▸ Records supplied
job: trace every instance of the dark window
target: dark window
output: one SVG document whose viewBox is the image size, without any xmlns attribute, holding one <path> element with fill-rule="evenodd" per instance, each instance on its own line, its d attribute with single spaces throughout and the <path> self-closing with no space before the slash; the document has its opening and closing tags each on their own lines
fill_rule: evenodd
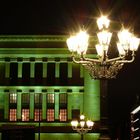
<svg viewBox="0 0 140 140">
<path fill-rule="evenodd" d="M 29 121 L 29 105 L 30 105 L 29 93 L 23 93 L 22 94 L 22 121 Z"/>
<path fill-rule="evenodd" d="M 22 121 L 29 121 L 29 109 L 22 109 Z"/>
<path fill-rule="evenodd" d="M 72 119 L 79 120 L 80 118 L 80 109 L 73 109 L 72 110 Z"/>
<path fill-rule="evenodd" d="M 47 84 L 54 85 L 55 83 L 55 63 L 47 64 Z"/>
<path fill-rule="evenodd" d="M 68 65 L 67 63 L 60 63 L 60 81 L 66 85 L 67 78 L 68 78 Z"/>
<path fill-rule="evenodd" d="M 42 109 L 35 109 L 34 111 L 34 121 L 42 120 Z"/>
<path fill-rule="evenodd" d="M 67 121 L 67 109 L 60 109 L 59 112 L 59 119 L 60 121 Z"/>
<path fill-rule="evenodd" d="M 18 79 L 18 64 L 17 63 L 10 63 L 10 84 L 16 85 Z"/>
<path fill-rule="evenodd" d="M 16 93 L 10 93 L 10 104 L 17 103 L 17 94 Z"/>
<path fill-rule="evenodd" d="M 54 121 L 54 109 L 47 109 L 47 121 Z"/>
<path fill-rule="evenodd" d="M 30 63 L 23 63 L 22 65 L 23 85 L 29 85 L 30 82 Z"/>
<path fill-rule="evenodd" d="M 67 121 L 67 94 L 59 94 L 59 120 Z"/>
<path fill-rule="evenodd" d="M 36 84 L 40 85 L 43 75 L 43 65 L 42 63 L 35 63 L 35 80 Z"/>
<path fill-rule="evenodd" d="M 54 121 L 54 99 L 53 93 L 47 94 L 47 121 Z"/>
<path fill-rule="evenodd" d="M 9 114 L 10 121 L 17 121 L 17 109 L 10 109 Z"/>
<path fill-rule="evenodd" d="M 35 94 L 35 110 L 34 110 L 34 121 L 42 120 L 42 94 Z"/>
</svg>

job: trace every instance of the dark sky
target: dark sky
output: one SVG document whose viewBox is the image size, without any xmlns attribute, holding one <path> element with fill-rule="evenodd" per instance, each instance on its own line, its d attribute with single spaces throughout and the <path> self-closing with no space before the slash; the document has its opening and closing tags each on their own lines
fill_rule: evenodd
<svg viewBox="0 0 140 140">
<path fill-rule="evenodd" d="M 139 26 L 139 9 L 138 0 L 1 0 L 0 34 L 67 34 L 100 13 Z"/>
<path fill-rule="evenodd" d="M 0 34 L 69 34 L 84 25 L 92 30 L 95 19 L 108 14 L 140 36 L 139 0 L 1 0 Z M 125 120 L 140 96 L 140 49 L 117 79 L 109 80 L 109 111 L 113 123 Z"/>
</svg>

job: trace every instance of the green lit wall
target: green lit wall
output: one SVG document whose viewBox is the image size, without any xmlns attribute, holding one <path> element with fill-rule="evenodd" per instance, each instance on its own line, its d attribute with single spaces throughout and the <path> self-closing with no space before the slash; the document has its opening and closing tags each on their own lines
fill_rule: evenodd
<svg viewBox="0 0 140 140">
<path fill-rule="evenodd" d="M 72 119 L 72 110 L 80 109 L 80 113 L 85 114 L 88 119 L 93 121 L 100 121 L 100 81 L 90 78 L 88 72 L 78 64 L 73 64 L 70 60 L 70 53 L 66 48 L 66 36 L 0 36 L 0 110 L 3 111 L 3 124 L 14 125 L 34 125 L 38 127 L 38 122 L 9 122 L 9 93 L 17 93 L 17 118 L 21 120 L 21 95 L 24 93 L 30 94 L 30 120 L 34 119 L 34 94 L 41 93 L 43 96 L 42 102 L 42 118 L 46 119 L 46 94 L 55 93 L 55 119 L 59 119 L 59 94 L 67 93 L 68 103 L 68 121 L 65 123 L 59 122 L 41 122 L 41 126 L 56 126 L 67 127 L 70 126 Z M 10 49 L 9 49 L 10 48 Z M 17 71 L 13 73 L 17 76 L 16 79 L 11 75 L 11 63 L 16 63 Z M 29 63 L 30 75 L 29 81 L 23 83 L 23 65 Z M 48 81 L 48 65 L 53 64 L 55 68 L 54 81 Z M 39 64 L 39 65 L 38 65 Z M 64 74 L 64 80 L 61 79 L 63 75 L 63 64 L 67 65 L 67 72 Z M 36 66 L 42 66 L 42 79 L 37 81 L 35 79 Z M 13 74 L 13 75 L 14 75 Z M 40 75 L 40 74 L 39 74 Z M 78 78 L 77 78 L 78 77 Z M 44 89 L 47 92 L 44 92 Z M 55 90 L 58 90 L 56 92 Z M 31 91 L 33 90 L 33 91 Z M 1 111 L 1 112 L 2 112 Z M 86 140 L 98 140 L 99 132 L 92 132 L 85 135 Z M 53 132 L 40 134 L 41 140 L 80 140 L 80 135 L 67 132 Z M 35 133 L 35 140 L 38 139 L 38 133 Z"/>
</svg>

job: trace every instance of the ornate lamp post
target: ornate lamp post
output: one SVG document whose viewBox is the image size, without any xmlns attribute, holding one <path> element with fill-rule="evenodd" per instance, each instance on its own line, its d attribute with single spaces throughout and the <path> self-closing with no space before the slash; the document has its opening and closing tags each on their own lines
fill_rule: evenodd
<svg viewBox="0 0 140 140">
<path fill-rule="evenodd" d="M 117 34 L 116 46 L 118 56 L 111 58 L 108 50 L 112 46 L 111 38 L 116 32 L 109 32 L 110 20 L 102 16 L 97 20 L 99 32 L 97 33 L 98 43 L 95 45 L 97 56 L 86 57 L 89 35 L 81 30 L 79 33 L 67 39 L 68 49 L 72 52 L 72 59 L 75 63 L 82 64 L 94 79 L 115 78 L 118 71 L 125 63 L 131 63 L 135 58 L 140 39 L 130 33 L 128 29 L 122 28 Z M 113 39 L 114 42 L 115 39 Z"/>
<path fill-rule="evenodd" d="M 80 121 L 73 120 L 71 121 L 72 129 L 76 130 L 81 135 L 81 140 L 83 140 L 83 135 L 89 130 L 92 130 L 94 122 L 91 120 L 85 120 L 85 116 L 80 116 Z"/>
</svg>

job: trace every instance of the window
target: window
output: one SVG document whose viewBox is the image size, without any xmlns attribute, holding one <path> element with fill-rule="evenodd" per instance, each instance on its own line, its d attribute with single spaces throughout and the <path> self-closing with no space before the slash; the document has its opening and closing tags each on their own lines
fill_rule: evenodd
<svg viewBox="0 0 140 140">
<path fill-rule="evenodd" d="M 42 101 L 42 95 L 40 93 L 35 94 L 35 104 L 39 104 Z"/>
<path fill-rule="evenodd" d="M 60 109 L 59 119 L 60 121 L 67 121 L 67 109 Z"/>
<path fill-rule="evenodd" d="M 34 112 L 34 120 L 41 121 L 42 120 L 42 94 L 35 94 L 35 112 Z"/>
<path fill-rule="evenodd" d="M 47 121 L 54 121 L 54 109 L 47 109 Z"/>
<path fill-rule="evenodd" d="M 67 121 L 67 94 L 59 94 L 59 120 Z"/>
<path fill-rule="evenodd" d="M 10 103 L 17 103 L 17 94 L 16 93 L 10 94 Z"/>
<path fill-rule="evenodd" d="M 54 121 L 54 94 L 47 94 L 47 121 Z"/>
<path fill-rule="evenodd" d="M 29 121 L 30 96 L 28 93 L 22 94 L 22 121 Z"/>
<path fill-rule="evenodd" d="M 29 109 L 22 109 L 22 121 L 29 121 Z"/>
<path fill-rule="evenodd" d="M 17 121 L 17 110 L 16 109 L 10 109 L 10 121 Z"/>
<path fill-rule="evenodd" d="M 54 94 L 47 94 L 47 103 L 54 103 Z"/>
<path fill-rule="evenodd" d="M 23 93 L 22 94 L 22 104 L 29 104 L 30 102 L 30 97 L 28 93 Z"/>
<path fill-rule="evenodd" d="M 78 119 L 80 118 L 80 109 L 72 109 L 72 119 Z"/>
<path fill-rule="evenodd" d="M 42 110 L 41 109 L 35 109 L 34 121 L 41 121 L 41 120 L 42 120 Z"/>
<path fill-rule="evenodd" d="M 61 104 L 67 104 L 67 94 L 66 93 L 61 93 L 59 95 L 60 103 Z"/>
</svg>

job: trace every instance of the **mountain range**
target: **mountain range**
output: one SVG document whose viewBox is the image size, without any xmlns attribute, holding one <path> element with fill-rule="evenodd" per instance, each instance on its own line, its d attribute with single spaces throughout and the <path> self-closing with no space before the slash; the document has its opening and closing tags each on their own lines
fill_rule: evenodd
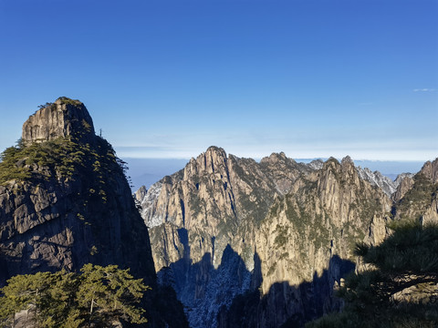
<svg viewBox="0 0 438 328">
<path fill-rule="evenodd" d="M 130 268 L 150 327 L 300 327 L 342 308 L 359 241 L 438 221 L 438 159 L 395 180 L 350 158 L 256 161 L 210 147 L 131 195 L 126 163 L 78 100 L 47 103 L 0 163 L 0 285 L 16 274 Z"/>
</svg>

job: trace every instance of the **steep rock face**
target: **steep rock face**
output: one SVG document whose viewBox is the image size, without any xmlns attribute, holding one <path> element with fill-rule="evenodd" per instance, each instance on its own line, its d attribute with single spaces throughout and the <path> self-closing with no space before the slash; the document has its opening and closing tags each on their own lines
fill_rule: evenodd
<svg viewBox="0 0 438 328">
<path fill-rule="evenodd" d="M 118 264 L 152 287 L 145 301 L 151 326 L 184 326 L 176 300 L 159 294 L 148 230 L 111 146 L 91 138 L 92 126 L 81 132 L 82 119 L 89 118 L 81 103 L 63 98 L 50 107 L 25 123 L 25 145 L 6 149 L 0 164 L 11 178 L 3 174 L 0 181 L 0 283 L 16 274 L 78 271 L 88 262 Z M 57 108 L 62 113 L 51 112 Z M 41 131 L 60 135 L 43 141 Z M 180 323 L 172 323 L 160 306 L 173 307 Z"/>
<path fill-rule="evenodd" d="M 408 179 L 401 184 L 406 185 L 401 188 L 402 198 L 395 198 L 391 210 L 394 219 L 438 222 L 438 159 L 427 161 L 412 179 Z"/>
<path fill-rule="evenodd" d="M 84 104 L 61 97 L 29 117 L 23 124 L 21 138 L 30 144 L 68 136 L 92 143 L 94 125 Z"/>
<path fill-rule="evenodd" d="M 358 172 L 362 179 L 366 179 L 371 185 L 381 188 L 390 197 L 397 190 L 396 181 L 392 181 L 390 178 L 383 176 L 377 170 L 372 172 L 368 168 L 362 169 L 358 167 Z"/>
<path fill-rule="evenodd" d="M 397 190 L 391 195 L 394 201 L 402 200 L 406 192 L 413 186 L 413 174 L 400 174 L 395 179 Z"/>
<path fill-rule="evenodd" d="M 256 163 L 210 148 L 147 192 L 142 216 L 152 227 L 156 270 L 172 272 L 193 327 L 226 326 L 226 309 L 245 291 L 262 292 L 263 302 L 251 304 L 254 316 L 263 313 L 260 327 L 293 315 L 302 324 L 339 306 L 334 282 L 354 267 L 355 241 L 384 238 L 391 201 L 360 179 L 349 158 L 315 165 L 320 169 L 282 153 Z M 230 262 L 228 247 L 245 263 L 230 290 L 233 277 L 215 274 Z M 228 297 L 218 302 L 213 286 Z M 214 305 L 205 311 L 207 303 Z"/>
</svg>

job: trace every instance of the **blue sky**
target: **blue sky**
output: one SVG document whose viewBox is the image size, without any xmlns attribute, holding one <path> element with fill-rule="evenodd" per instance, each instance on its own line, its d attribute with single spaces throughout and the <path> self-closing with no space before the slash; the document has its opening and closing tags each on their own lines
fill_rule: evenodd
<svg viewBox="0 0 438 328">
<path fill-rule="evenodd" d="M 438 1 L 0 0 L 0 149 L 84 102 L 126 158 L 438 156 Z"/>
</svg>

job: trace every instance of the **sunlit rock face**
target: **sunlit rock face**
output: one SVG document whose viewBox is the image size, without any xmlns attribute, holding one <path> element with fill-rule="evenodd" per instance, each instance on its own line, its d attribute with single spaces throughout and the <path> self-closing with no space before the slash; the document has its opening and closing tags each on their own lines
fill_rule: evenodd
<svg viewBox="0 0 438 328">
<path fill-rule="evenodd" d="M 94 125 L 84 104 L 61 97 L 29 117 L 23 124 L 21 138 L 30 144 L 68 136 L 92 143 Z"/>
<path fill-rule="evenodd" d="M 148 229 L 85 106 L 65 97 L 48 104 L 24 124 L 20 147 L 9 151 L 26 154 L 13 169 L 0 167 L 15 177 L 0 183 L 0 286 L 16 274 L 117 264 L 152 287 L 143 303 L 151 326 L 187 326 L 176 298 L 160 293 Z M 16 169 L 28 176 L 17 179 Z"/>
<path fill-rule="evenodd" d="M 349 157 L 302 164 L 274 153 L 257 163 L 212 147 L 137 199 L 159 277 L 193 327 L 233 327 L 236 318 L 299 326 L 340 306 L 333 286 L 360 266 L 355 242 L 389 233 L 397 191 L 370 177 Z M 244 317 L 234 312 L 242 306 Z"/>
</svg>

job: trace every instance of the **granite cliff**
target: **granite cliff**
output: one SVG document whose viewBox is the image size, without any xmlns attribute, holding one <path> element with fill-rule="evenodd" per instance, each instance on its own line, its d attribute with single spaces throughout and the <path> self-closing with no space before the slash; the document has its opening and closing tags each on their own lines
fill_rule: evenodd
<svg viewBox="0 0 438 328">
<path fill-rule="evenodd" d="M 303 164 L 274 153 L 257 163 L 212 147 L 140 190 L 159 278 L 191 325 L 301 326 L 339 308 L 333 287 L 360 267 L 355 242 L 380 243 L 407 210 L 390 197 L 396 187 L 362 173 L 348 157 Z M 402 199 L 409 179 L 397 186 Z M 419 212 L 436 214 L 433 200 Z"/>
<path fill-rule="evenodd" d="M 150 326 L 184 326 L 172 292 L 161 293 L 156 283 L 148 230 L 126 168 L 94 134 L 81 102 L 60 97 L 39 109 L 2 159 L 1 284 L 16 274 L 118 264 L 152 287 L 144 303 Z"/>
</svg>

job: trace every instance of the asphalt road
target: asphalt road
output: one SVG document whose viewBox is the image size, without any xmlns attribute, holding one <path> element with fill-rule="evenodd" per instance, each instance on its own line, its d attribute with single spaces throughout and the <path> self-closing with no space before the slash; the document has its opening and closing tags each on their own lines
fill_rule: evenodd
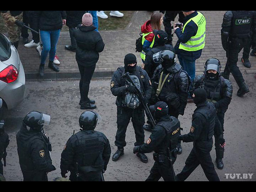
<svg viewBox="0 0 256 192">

▸ Given task
Rewrite the lines from the one with "job: trace every instance of the dark sky" to the one with "target: dark sky", replacing "dark sky" with "clear sky" and leaving everything else as it is.

▸ Result below
job: trace every instance of the clear sky
target: clear sky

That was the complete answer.